Could you reproduce verbatim the lines of the listing below, from the one containing "Put a point on every instance of the coach" through the one containing "<point>103,632</point>", inclusive?

— BEGIN LISTED ENTRIES —

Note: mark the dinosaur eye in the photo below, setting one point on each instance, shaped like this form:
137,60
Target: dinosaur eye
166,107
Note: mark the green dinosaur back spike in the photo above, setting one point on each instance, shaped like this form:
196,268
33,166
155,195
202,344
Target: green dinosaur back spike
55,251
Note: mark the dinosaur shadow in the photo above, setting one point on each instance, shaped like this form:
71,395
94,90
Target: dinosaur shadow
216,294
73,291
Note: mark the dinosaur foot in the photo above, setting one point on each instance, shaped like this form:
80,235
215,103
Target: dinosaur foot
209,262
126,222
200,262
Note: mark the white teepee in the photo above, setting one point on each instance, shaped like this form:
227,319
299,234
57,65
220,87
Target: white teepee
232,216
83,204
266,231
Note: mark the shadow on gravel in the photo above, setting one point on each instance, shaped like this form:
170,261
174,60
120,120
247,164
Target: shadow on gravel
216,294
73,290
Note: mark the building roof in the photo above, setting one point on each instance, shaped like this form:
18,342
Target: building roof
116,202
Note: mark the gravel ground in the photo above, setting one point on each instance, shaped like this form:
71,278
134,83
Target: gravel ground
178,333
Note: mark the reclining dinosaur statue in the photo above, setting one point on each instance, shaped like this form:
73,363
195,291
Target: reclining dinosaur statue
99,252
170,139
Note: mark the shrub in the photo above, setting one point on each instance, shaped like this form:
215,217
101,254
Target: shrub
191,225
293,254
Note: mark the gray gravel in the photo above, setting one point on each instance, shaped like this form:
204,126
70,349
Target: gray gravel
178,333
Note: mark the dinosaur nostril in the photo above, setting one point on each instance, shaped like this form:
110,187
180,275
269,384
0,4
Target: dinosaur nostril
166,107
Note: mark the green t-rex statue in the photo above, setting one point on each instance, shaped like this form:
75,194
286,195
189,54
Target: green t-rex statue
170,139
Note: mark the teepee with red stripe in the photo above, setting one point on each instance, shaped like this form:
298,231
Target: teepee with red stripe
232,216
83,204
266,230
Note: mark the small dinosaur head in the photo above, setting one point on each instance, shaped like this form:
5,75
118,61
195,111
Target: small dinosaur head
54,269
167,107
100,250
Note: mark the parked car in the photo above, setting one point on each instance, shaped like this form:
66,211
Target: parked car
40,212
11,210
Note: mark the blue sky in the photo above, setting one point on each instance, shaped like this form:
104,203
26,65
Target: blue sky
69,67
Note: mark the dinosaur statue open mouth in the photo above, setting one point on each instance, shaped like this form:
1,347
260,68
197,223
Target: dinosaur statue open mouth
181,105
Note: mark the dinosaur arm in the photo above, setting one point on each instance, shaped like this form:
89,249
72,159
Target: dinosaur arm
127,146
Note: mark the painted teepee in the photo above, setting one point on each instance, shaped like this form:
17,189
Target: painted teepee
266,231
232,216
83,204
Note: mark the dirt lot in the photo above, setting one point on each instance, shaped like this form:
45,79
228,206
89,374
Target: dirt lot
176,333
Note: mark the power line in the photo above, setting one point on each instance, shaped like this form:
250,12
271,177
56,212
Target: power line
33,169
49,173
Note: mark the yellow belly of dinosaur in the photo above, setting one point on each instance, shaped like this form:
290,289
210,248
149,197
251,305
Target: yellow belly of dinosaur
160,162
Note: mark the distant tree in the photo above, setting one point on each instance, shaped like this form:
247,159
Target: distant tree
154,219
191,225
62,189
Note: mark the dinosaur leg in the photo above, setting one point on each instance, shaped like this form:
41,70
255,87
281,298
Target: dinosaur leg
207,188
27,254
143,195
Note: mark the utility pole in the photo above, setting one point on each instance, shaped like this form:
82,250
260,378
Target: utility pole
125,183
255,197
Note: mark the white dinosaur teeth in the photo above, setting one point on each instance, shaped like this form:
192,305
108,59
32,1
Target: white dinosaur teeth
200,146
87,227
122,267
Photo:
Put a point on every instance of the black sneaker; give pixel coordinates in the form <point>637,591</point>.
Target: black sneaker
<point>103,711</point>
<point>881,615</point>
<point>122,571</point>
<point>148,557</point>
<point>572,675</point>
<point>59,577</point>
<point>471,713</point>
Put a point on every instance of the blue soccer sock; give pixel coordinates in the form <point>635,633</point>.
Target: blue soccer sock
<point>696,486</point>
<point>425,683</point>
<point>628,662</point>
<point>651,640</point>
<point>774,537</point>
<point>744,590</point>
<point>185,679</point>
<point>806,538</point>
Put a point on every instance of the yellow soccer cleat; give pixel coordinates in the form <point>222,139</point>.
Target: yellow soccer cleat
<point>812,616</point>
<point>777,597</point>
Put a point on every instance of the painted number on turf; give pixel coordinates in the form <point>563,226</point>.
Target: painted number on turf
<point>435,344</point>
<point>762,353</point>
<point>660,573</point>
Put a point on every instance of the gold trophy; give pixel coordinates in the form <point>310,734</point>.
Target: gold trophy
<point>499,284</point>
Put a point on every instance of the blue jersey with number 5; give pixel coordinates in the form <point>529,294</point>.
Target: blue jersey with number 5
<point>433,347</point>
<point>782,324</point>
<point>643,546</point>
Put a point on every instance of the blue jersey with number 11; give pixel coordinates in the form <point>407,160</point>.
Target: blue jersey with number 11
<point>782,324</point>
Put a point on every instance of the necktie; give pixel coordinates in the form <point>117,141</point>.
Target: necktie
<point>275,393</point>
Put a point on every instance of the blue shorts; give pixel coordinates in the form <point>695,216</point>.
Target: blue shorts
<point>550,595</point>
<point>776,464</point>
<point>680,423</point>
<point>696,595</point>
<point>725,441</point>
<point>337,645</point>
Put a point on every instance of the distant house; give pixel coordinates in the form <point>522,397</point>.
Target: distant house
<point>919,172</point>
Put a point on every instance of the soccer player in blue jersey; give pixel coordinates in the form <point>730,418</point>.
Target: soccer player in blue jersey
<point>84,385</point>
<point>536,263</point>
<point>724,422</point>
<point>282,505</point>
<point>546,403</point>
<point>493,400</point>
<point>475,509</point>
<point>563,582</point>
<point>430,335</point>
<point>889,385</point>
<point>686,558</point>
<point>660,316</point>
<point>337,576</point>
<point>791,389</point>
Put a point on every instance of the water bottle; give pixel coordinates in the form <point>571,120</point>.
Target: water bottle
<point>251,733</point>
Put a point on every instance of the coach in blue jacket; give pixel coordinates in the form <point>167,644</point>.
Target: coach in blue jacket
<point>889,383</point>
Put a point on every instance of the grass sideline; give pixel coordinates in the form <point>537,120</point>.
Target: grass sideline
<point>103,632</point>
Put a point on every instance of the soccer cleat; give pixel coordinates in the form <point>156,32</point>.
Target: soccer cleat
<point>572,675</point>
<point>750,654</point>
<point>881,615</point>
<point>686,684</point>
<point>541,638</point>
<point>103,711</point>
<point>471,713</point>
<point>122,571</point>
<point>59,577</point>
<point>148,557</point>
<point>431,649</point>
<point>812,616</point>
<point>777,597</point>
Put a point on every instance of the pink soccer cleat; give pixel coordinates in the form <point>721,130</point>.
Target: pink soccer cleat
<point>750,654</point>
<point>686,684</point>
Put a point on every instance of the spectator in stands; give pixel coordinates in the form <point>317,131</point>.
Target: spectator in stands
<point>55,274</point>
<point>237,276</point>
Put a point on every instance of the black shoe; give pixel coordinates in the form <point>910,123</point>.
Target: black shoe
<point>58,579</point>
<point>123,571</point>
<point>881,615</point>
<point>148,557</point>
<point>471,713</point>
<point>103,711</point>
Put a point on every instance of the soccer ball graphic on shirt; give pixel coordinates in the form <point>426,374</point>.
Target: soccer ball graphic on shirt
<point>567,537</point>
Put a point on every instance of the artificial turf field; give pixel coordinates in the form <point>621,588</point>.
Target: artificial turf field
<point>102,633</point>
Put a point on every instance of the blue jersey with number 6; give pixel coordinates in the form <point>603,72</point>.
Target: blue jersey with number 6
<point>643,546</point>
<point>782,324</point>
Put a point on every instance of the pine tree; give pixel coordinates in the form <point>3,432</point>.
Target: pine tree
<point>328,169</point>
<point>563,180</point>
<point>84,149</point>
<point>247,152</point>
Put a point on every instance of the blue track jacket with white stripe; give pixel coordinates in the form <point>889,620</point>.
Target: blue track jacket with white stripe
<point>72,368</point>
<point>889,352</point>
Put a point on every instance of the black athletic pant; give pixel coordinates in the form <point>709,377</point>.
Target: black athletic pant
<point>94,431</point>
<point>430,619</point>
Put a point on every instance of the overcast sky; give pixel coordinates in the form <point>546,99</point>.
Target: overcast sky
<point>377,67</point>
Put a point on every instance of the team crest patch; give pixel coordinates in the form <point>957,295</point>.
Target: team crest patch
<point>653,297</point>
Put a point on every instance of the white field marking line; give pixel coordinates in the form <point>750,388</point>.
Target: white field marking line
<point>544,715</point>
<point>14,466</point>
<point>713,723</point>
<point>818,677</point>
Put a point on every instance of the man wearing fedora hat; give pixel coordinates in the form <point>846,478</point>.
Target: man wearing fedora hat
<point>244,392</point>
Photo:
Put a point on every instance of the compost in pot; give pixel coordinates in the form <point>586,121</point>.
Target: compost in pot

— END LISTED ENTRIES —

**OUTPUT FOR THIS TASK:**
Put a point on every instance of the coach in blue jacket; give pixel coordinates in the form <point>167,644</point>.
Target: coach in blue jacket
<point>889,383</point>
Put a point on every instance of the grass sideline; give pixel coordinates in the form <point>537,120</point>.
Target: grass sideline
<point>103,632</point>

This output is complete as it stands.